PAGE EXTRACT:
====
Based on the above discussion of thresholding-based segmentation, Kapur [14] proposed a thresholding method that maximizes the entropic value on the basis of Shannon entropy. It is one of the objective functions and is optimized using Eq. (8):

$$ E\left( {I/{\text{th}}} \right) = E(C_{0} /{\text{th}}) + \, E\left( {C_{1} /{\text{th}}} \right) $$
(8)

where

$$ \begin{aligned} & E\left( {C_{0} /{\text{th}}} \right) = - \sum\limits_{i = 0}^{\text{th}} {\frac{{h_{i} }}{{w_{0} }}\log \frac{{h_{i} }}{{w_{0} }}} \\ & E\left( {C_{1} /{\text{th}}} \right) = - \sum\limits_{{i = {\text{th}} + 1}}^{L - 1} {\frac{{h_{i} }}{{w_{1} }}\log \frac{{h_{i} }}{{w_{1} }}} \\ \end{aligned} $$
(9)
====
STATED PROBLEM:
Please continue the Kapur thresholding extract from the point after Eq. (9). The items listed next are separate material, not part of the Kapur thresholding extract.

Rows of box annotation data
====
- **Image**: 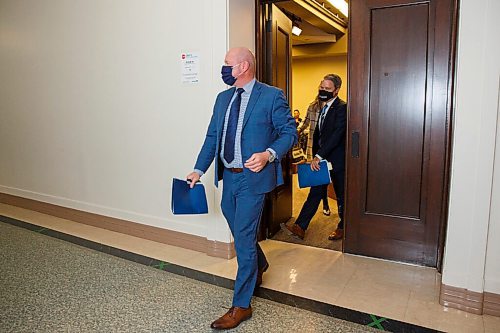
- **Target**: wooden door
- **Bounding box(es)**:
[344,0,455,267]
[261,4,292,238]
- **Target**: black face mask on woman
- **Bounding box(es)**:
[318,89,333,102]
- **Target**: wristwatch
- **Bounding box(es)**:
[266,149,276,163]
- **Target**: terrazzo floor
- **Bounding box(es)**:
[0,219,375,332]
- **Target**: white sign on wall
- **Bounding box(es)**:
[181,52,200,83]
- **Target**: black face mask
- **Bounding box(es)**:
[318,89,333,102]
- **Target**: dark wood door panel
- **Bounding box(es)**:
[366,4,428,218]
[344,0,456,266]
[260,4,293,238]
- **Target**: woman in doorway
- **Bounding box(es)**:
[297,91,331,216]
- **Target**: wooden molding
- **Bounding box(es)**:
[0,193,236,259]
[483,292,500,317]
[439,284,500,317]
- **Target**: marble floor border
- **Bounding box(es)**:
[0,215,439,333]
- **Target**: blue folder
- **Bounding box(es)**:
[171,178,208,215]
[297,160,332,188]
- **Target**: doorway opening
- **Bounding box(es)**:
[261,0,348,251]
[256,0,457,267]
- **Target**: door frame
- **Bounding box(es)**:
[255,0,459,272]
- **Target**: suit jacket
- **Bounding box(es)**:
[313,96,347,172]
[194,81,297,194]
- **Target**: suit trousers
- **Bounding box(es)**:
[221,169,267,308]
[295,170,345,230]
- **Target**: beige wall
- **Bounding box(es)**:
[0,0,235,242]
[443,0,500,294]
[292,55,347,117]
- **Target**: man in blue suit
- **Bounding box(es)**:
====
TASK RESULT:
where E(.) represents the entropy. Albuquerque [30] proposed a concept based on Tsallis entropy and the function for thresholding is now represented by Eqs. (10) and (11):

$$ E_{q} \left( {I/{\text{th}}} \right) = E_{q} \left( {C_{0} /{\text{th}}} \right) + E_{q} \left( {C_{1} /{\text{th}}} \right) + \left( {1 - q} \right) \, E_{q} \left( {C_{0} /{\text{th}}} \right) \, E_{q} \left( {C_{1} /{\text{th}}} \right) $$
(10)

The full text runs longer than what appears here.